>> BEGIN RECORDS
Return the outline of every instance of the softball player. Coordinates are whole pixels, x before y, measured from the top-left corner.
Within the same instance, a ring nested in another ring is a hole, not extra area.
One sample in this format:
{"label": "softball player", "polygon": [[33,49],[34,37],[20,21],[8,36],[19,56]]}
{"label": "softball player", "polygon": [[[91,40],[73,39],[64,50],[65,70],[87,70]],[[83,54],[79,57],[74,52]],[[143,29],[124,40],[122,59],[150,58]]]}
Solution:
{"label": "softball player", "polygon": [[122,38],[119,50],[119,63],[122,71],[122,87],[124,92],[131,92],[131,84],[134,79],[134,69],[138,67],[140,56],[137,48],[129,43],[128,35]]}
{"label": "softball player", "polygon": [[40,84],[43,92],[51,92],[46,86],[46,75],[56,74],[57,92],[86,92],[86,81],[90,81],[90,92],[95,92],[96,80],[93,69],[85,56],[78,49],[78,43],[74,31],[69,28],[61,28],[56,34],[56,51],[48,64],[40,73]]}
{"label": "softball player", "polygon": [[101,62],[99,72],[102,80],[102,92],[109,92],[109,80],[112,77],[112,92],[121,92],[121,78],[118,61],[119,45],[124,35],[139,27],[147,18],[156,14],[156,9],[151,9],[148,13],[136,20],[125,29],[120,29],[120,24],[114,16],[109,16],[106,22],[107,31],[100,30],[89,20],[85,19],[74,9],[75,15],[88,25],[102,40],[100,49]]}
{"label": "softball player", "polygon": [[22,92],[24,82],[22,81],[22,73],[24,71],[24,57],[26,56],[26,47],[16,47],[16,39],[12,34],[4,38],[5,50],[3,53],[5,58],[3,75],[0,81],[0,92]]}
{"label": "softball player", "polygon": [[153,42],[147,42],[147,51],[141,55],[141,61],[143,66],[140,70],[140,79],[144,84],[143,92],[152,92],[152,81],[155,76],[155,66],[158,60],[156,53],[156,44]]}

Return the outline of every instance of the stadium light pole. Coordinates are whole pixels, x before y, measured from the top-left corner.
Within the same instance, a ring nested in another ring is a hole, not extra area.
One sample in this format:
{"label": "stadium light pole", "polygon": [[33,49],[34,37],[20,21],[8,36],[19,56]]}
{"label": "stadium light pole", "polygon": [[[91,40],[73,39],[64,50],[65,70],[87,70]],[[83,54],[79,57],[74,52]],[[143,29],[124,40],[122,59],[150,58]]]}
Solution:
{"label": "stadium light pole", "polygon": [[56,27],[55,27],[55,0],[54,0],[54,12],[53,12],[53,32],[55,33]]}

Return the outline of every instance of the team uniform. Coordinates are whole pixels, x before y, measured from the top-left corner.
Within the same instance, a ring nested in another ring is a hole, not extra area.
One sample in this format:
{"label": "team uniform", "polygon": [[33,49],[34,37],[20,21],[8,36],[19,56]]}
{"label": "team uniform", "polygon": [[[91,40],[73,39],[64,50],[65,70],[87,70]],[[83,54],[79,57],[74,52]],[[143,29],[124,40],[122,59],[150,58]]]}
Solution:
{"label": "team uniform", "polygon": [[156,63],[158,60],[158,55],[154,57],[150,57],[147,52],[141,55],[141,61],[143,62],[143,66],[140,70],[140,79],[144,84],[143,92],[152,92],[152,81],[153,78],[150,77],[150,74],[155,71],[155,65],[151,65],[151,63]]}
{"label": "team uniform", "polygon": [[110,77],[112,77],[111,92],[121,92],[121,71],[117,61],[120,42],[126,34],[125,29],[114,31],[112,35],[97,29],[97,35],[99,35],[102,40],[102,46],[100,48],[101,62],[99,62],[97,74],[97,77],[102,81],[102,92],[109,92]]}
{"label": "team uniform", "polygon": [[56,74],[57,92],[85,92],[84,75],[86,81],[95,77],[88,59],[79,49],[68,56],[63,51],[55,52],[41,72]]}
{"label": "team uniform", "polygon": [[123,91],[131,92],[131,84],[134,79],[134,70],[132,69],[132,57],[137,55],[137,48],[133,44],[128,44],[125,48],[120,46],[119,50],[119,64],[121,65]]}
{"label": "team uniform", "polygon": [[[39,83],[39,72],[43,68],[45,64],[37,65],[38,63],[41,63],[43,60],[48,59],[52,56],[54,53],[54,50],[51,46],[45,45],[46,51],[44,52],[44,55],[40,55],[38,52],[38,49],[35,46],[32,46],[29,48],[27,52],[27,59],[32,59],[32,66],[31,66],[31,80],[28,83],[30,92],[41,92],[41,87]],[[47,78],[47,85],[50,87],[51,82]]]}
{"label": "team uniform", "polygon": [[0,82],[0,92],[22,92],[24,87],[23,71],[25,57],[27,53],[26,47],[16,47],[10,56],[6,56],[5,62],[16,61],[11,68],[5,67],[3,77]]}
>> END RECORDS
▶ **PROBLEM TO WORK ON**:
Which lines in the material contain the string "outline"? List every such line in full, and treat uppercase and lowercase as different.

▶ **PROBLEM SOLUTION**:
Return the outline of every instance of the softball player. Coordinates are whole pixels, x before y, measured from the top-left corner.
Return the outline of every instance of the stadium light pole. Coordinates are whole pixels, x before y, measured from the top-left corner.
Return the outline of every instance of the team uniform. Coordinates are whole pixels, x before y, measured from the top-left corner.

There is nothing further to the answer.